• _PERGUNTAS A RESPONDER_
1. No texto sobre o pós-parto durante a pandemia, quantas mães partilhavam o mesmo espaço depois do nascimento de Tiago?
2. Prossiga o texto sobre o pós-parto durante a pandemia a partir da última frase apresentada.

• _TEXTO FORNECIDO_
☆ ☆ ☆ ☆ ☆ ☆ ☆

Depois do nascimento de Tiago, a mãe esteve no mesmo espaço que outras mulheres nas mesmas circunstâncias. “Éramos três mães em ponto de ebulição”, pois o momento em que têm “algum descanso e alguma ajuda é quando chega o pai para a visita”, mas isso não aconteceu. Por isso, caso quisessem ir à casa de banho ou tomar um duche, “tinham de confiar nas outras mães” pois as enfermeiras também estavam ocupadas. “O pior de tudo é o pós-parto. Não é fácil, lidamos com questões hormonais, há a questão da amamentação... Como é que lidamos com o nosso emocional, não dormimos e temos de cuidar do nosso bebé?”
A obstetra Susana Santo insiste que se deve “tentar que o período pós-parto seja o mais parecido com o período pré-pandemia”, mas salvaguarda que tudo depende de instituição para instituição. Por exemplo, “há instituições privadas que permitem que o acompanhante fique durante todo o internamento, mas não pode abandonar o hospital; há outras que permitem que o acompanhante entre com teste negativo e volte no período de visitas”.
“O suporte é fundamental” reforça a especialista, acrescentando que “esse período e muito importante porque são momentos de ligação entre pai e bebé e podem ser muito facilitadores para a grávida”.
O Hospital Garcia de Orta explica ao PÚBLICO que também no pós-parto “é necessário ter em conta o distanciamento físico e a restrição de movimentos e concentração das pessoas”. Por este motivo, “existe limitação de circulação e é evitada a concentração de pessoas em espaços reduzidos”, limitando-se assim “o risco de disseminação” do novo coronavírus.

☆ ☆ ☆ ☆ ☆ ☆ ☆

• _MATERIAL FORNECIDO_
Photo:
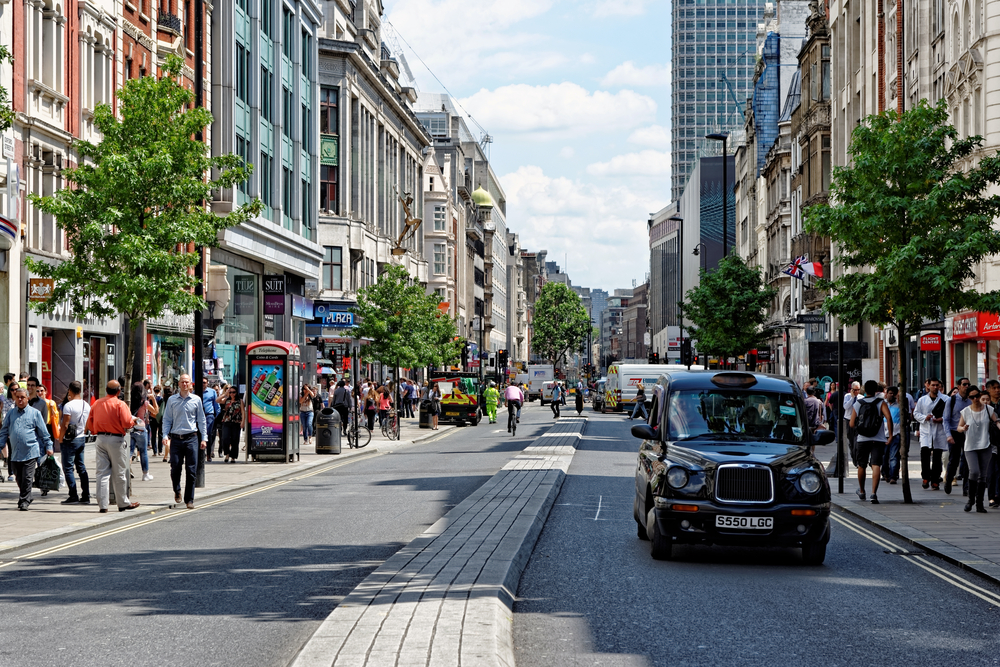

☆ ☆ ☆ ☆ ☆ ☆ ☆

• _RESPOSTAS DADAS_
1. Três mães.

2.
Orientações dos partos actualizadas
Depois de meses de confinamento e novas regras por causa da pandemia, assim como de queixas de grávidas e de organizações, a DGS actualizou, há uma semana, as orientações técnicas sobre a gravidez e o parto durante a pandemia passando a haver a indicação “inequívoca” de que é autorizada a presença de um acompanhante durante o parto. “E fica dito claramente que as unidades hospitalares devem assegurar as condições necessárias para garantir a presença de um acompanhante durante o parto”, reforçou a directora-geral, Graça Freitas.
O acompanhante não pode apresentar sintomas de covid-19 nem ter estado com alguém infectado nos últimos 14 dias. Deve ainda estar com máscara cirúrgica e com equipamento de protecção individual adequado. Além do mais, não deverá estar em “contacto com outras pessoas internadas” ou outros utentes do hospital.
Em declarações ao PÚBLICO, Susana Santo da SPOMMF considera “importantíssimo que as maternidades assegurem as condições de segurança necessárias para garantir que o acompanhante esteja presente no momento do parto”. Face a estas novas orientações, o hospital do concelho de Almada declara que “adoptará as normas e orientações da DGS, adaptando-as, como tem sido feito, aos espaços físicos existentes, sempre considerando a protecção e segurança de utentes e profissionais”.